**Task item**:
Please keep to the lines below from the one with "point_to marks one point per instance of the rocky" through the one with "point_to marks one point per instance of the blue", and restate them word for word, ends included.

**Dataset entries**:
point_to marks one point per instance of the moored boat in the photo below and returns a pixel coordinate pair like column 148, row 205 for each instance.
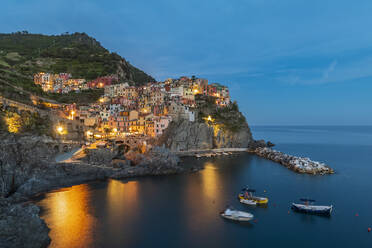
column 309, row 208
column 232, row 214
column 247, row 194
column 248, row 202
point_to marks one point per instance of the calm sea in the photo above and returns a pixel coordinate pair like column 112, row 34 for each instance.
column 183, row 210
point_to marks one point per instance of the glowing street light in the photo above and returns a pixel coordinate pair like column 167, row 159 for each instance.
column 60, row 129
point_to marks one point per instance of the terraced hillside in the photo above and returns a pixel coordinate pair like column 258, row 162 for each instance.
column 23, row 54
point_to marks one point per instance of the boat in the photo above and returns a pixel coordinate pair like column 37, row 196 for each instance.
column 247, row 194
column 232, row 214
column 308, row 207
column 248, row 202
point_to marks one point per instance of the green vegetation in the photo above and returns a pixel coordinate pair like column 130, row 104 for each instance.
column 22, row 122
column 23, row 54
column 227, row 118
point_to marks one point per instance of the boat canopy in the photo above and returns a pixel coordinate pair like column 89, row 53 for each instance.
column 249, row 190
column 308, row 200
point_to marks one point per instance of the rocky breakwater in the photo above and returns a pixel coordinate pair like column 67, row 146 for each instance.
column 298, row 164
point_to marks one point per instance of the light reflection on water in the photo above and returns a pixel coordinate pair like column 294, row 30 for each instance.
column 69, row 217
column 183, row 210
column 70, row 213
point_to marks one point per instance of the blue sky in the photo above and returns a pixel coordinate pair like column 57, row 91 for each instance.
* * *
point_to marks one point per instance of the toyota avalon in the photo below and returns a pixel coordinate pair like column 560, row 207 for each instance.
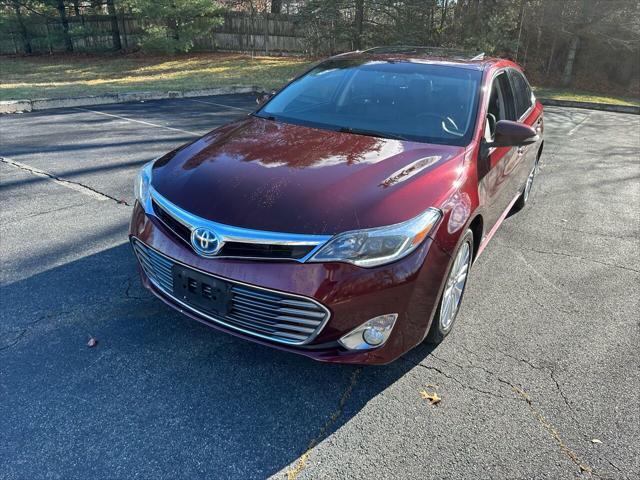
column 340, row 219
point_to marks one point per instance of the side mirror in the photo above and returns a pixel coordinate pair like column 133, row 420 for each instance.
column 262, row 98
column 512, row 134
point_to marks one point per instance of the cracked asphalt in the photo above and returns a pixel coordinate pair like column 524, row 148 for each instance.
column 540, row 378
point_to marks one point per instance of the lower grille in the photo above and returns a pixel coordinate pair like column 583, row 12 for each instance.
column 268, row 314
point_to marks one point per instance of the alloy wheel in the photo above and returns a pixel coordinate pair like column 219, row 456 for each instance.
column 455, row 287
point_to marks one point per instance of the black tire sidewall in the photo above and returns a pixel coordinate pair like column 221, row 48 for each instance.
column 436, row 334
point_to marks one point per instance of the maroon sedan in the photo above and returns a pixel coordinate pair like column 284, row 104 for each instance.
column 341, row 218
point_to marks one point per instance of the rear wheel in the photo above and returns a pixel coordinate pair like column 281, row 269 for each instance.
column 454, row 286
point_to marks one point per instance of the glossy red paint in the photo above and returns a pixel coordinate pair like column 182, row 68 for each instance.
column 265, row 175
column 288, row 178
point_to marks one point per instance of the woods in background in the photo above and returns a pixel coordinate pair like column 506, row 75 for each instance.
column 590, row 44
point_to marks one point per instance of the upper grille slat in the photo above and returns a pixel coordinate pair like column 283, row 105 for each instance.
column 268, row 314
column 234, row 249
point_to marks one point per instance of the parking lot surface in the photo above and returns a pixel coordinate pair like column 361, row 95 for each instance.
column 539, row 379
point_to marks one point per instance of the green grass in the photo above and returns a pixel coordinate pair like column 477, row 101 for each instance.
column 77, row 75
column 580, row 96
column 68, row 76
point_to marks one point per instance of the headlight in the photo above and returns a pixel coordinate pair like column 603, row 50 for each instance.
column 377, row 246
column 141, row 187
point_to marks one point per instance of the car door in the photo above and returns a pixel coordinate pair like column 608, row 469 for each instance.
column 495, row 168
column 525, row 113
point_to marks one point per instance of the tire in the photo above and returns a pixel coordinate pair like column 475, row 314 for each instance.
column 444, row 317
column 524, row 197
* * *
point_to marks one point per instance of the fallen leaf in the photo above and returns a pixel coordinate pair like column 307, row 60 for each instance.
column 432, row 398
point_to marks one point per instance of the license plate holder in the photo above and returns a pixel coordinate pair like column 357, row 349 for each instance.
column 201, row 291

**Output of the task**:
point_to marks one point per instance of the rocky breakwater in the photo above and returns a pixel coordinate pair like column 67, row 146 for each instance.
column 298, row 164
point_to marks one point per instance of the light reflection on water in the photo above and returns a pixel coordinate pair like column 294, row 30 for each instance.
column 69, row 217
column 183, row 210
column 70, row 213
point_to marks one point per instance of the blue sky in the photo above and returns a pixel coordinate pair like column 57, row 91 for each instance.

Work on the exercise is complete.